* ASSIGNMENT:
Filter these entries, keeping only lines that hold the word "covered".

* PROVIDED RECORDS:
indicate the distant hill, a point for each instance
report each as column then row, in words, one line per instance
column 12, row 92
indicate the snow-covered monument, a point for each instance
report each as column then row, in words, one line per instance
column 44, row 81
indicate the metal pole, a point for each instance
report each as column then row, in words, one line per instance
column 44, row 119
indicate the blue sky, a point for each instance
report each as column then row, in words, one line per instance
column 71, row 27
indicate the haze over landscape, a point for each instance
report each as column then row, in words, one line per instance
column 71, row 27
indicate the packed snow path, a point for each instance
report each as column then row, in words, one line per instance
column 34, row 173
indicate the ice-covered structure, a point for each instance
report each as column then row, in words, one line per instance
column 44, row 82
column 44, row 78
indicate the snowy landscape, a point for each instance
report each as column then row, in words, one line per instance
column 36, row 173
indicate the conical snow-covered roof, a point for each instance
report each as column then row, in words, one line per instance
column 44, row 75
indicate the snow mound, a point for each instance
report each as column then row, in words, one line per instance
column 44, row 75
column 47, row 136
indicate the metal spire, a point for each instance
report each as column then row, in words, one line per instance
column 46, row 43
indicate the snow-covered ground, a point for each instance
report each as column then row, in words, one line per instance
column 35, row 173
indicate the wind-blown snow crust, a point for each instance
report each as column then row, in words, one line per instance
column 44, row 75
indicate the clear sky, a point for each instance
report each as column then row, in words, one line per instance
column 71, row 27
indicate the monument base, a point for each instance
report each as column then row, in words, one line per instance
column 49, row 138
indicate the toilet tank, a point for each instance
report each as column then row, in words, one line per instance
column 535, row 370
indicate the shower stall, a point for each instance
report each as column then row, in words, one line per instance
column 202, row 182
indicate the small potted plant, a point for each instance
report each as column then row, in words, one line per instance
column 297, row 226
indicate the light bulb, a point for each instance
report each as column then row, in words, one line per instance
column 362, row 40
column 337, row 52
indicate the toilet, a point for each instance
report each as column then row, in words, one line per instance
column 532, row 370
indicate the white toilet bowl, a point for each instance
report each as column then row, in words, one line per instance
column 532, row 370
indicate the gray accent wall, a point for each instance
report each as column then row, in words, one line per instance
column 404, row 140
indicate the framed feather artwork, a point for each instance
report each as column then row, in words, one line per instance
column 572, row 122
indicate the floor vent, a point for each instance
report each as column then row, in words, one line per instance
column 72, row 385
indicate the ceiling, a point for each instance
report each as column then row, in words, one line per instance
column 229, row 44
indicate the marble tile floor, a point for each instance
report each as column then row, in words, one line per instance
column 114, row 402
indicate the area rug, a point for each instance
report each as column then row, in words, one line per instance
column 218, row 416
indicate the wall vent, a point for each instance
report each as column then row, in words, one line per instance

* WRITTEN RESPONSE:
indicate the snow-covered monument, a point for each instance
indicate the ice-covered structure, a point for each instance
indicate the conical snow-covered roof, a point for each instance
indicate the snow-covered ground, a point for each instance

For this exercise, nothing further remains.